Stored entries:

○ ○ ○ ○

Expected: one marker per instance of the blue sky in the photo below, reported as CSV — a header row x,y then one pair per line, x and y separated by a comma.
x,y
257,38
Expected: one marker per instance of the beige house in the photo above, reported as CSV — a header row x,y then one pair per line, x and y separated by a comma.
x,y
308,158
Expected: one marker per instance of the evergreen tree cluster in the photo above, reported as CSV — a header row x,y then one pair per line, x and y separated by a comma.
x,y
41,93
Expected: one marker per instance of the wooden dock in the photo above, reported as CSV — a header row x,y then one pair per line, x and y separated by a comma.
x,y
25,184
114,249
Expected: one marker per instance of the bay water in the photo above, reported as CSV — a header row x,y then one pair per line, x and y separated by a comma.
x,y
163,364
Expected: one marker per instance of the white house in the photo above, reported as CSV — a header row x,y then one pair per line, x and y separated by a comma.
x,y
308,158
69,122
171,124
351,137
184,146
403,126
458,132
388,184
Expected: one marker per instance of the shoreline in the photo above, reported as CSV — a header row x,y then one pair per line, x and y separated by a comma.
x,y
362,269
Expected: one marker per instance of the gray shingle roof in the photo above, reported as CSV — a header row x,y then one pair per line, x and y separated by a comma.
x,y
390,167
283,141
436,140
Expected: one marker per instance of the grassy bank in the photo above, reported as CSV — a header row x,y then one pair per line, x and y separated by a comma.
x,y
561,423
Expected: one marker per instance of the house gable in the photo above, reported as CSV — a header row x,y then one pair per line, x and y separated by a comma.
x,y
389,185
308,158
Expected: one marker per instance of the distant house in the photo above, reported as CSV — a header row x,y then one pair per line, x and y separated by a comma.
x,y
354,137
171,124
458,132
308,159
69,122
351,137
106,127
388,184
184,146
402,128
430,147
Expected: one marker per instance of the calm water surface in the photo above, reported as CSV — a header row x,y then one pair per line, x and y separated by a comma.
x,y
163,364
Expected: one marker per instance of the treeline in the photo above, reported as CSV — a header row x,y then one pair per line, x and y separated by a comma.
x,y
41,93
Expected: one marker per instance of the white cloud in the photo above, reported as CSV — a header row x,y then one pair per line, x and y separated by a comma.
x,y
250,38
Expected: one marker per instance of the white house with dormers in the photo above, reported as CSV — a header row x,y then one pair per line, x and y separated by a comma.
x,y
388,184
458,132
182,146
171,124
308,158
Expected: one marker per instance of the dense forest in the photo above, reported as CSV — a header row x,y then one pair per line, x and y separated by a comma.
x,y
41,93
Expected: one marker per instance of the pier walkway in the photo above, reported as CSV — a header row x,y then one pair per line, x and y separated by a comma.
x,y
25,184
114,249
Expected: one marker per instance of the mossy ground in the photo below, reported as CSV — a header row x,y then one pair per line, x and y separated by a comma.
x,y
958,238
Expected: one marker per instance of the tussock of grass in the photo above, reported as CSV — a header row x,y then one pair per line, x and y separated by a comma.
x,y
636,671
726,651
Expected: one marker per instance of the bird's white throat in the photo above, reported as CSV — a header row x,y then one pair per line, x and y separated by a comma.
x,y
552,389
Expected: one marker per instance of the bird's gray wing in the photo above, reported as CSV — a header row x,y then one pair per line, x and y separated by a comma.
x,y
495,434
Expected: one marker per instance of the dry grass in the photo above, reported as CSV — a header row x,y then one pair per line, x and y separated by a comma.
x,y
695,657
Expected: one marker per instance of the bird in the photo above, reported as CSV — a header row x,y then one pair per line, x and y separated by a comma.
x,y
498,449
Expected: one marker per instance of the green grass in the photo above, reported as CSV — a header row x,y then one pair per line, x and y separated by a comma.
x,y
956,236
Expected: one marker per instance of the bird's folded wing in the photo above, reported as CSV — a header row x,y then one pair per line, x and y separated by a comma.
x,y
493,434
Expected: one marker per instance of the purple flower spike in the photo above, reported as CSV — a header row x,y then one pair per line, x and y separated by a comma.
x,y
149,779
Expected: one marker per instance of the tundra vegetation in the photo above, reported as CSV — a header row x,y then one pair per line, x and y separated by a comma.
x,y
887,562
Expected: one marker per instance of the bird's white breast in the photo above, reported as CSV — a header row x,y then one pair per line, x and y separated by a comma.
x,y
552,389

○ ○ ○ ○

**Assigned task**
When you reach this point, go back and write out each record above exactly.

**Solution**
Expected: one marker per instance of the blue sky in the photo below, reported as CSV — a header row x,y then one pair per line, x and y separated by a comma.
x,y
257,38
Expected: one marker per instance of the beige house in the photo above, reported as CSV — a header row x,y then one pair per line, x and y separated by a comma.
x,y
308,158
Expected: one marker per instance of the evergreen tree cluster in the photo above, reported as CSV — a header row x,y then one pair per line, x and y separated by a comma.
x,y
41,93
Expected: one marker per instance of the wooden dock in the photo above, reported as CSV — a header row x,y then one pair per line, x and y separated by a comma.
x,y
25,184
114,249
Expected: one marker per instance of the bay water in the photo above, reported as CSV — a header row x,y then one pair per line, x and y separated by a comma.
x,y
163,364
Expected: one marker per instance of the white house in the photo above, reported as CSV — a header row x,y then one pair per line, x and y separated by a comma.
x,y
308,158
69,122
171,124
351,137
184,146
403,126
458,132
388,184
Expected: one marker per instance of the shoreline in the photo above, reported as CSV — a header row x,y then one pair per line, x and y separated by a comma.
x,y
362,269
Expected: one marker per instance of the gray shingle roof in the photo above, reported as CSV — a header row x,y then one pair per line, x and y separated by a comma.
x,y
390,167
283,141
436,140
Expected: one marker per instance of the grassy bank in the photo above, reported as CSV — a header row x,y then one pair per line, x and y separated by a comma.
x,y
561,423
Expected: one marker per instance of the house gable in the photo above, reported as CSV — a header row x,y then one pair per line, x and y separated by a comma.
x,y
389,185
308,158
Expected: one marker per instance of the distant house in the photo above, reported as CSV — a header row x,y then one pair per line, x and y separated by a comma.
x,y
354,137
171,124
458,132
308,159
69,122
351,137
106,127
388,184
184,146
402,128
430,147
Expected: one marker per instance of the calm water surface in the photo above, reported as CSV — a header row x,y then one pair per line, x and y separated by a comma.
x,y
163,364
Expected: one marker per instance of the treeline in the photo above, reported as CSV — a header row x,y then one pair per line, x and y separated by a comma.
x,y
41,93
Expected: one marker per instance of the white cloud in the photo above, reported as CSV — a header row x,y then one pair per line, x and y separated by a comma.
x,y
250,38
Expected: one marker per instance of the white house with dormers in the photo above, reported as CSV — a header row x,y then one pair per line, x and y separated by a comma.
x,y
388,184
458,132
182,146
171,124
308,158
Expected: one marker per instance of the dense forest in the photo above, reported as CSV — a header row x,y then one pair per line, x and y separated by a comma.
x,y
41,93
Expected: one marker per instance of the pier walkway in the photo above, reported as CSV — a header row x,y then one pair per line, x and y separated by a comma.
x,y
25,184
114,249
Expected: one marker per instance of the mossy ground in the photo below, reported as CSV — a header row x,y then one pair per line, x and y separated by a comma.
x,y
958,238
Expected: one marker per instance of the tussock of grass in the photo above, reported as CSV — a header row x,y then one pair per line, x and y separated by a comma.
x,y
636,671
726,651
Expected: one marker per instance of the bird's white throat in the photo above, reported as CSV — a header row x,y then one pair per line, x and y separated by a comma.
x,y
552,389
Expected: one marker per instance of the bird's gray wing in the photo above, reported as CSV — a header row x,y then one pair per line, x and y separated by a comma.
x,y
495,434
Expected: one marker per instance of the dry grass in the photo above, reported as CSV — a header row x,y then one pair per line, x and y separated by a comma.
x,y
695,657
Expected: one marker per instance of the bird in the photo above, reported as CSV — a header row x,y then one pair per line, x and y separated by a comma.
x,y
498,449
Expected: one marker per instance of the green grass in the photo above, reported as CSV — a header row x,y then one pair per line, x and y separated by a comma.
x,y
956,236
Expected: one marker per instance of the bird's folded wing in the photo above, reported as CSV — a header row x,y then one pair per line, x and y separated by a comma.
x,y
493,434
Expected: one marker per instance of the purple flower spike in the photo above, reported as CSV — a header row x,y then one pair per line, x and y separated by a comma.
x,y
149,779
Expected: one marker per instance of the tundra vegetation in the photo above, reported as CSV — a header row x,y then one pair per line, x and y separated by a comma.
x,y
887,562
Expected: one marker per instance of the bird's white breast in the photo above, reported as CSV — a header row x,y then one pair per line, x and y separated by a comma.
x,y
552,389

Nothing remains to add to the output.